■ **ESERCIZI DA SVOLGERE**:
1) Nel brano su Siracusa negli ultimi anni borbonici c'è questa frase: "Inoltre, l'epidemia di colera continuò per diverso tempo, molte furono le famiglie siracusane che in questo periodo abbandonarono la città." Traducila in inglese.
2) Prosegui il brano su Siracusa negli ultimi anni borbonici, riprendendo dopo la sua ultima frase.

■ **BRANO DI LETTURA**:
LA SIRACUSA  RINASCIMENTALE:

Gli ultimi anni Borbonici furono per Siracusa sofferenti; Nel 1837, come si è detto in precedenza, in città era scoppiata l'epidemia di colera, e dei rivoluzionari siracusani pensarono che accusando i sovrani Borbonici di avere avvelenato acqua e cibo e di avere quindi provocato la grave epidemia, il popolo si sarebbe ribellato alla monarchia e avrebbe cacciato i Borboni spingendo ulteriolmente verso l'unità d'Italia; ma invece così non avvenne. I siracusani allarmati dal manifesto accusatore (che era stato firmato proprio dal sindaco della città e redatto dal patriota Mario Adorno) invece di combattere contro i soldati borbonici andarono in giro per le vie cittadine a cercare i "responsabili" dell'epidemia tra la gente comune; questo allarmismo, misto alla non conoscenza e ignoranza dell'epoca (dal verbo ignorare = non conoscere) provocò la morte di molta gente innocente.
Inoltre questo manifesto accusatore non restò segreto al Re Ferdinando II di Borbone, il quale venuto a conoscenza che i moti rivoluzionari anti-borbonici erano giunti anche a Siracusa, la fece declassare e le tolse quindi il titolo di "Capovalle", assegnandolo a Noto, unica cittadina a non aver provocato moti anti-borbonici.
Era il 4 agosto 1837 quando il maresciallo di Campo Marchese Del Carretto, dichiarava Siracusa città scellerata per aver partecipato ai moti rivoluzionari per l'unità d'Italia.[24]
Il 13 agosto dello stesso anno, l'alto commissario Del Carretto, fece arrestare e fucilare in piazza Duomo, a Siracusa, alcuni fra i più accesi cospiratori, fra cui Mario Adorno (l'autore del manifesto accusatore contro i Borbone, che venne stampato anche negli altri centri di Sicilia, in delle regioni d'Italia e persino all'estero) e suo figlio Carmelo, Concetto Sgarlata, Santo Cappuccio, Gaetano Rodante.
Punita e declassata inizia per Siracusa un periodo molto difficile; le vennero date imposte da pagare, non venne ascoltata nei suoi reclami, veniva contraddetta nei Consigli. La sua Diocesi venne dimezzata; Noto diventò anche sede vescovile.
Inoltre, l'epidemia di colera continuò per diverso tempo, molte furono le famiglie siracusane che in questo periodo abbandonarono la città.
Alla già disastrata condizione sociale, si aggiunse anche l'onere economico di dover mantenere altri soldati borbonici, poiché il Re Ferdinando II, non fidandosi più dei siracusani, fece giungere in città rinforzi per evitare il ripetersi di ribellioni pro-unitarie. E il costo di questi soldati era a carico del comune già stremato.

■ **DATI FORNITI**:
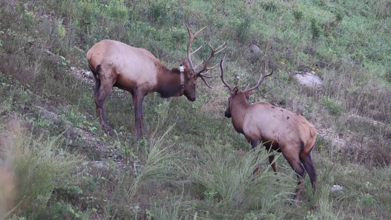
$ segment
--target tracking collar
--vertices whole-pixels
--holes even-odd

■ **LE SOLUZIONI**:
1) Moreover, the cholera epidemic went on for quite some time, and many Syracusan families left the city during this period.

2)
Durante il periodo del 1848, l'anno conosciuto come la Primavera dei Popoli, per via dei moti rivoluzionati scoppiati in tutta Europa e partiti proprio dalla Rivoluzione Siciliana, Siracusa chiese ed ottenne dal nuovo governo rivoluzionario con a capo Ruggero Settimo, di poter riacquistare il titolo di Capovalle.
Ma la ripresa durò poco, infatti le monarchie d'Europa si ribellarono e repressero con la violenza i tanti moti rivoluzionari che si erano accesi un po' ovunque. Siracusa venne costretta alla resa, il sacerdote e patriota siracusano, Emilio Bufardeci, firmò per ordine di Ruggero Settimo l'armistizio con il generlae Palma che decretava la caduta della piazzaforte siracusana.
Il 1º agosto 1860 i garibaldini arrivarono a Siracusa decretando il passaggio della città sotto il controllo di Garibaldi. Il 21 ottobre 1860 avvenne la votazione per annettere la Sicilia al nuovo stato unitario. Con la nascita dell'Italia, Siracusa ebbe nuovamente il titolo di "città capoluogo".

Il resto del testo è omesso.